Records:
------------

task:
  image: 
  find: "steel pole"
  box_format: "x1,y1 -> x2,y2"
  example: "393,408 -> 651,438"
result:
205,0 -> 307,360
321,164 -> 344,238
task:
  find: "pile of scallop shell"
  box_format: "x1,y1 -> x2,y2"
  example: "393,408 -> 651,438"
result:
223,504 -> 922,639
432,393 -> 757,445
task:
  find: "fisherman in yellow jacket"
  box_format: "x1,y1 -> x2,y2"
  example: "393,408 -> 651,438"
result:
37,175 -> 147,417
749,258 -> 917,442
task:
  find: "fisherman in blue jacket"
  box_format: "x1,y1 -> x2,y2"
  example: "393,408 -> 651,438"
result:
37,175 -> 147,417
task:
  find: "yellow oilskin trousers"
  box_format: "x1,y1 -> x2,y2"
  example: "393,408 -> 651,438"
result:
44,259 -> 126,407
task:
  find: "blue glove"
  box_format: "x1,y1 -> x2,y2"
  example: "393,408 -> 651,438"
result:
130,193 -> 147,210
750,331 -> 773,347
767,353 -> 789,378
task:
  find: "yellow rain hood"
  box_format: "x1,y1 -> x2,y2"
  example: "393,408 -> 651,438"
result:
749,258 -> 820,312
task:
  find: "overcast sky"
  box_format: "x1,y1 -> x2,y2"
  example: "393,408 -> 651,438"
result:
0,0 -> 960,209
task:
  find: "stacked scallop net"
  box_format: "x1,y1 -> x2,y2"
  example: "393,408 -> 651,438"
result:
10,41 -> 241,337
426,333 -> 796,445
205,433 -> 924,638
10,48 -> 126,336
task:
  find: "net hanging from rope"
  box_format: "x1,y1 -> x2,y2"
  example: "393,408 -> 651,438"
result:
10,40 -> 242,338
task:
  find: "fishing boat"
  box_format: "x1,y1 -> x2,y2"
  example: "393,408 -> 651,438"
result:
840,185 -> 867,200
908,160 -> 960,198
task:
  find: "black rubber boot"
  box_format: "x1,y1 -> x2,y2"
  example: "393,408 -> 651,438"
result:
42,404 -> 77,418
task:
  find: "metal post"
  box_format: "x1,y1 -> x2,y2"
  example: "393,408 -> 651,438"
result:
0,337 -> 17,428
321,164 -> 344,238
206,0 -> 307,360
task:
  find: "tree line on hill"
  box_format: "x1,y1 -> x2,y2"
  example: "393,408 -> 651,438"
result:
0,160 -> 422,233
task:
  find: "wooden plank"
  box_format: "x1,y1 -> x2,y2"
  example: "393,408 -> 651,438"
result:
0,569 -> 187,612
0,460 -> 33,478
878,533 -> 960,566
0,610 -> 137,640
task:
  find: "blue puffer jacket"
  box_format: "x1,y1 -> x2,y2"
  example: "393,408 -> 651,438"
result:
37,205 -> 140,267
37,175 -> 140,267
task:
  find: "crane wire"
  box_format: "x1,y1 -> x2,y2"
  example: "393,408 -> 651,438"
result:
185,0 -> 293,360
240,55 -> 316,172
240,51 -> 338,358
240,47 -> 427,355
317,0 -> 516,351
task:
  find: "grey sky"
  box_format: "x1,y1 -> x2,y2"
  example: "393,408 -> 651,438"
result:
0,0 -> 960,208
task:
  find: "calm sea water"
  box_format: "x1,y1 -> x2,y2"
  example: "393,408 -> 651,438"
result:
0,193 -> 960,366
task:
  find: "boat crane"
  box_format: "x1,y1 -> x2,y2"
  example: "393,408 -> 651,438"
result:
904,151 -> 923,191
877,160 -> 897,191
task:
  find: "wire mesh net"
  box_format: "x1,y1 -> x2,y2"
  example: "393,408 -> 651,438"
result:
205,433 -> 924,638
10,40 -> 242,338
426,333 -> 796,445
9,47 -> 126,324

------------

Count the lines in the records above that contain the string "yellow", with case counting. Give only the number.

3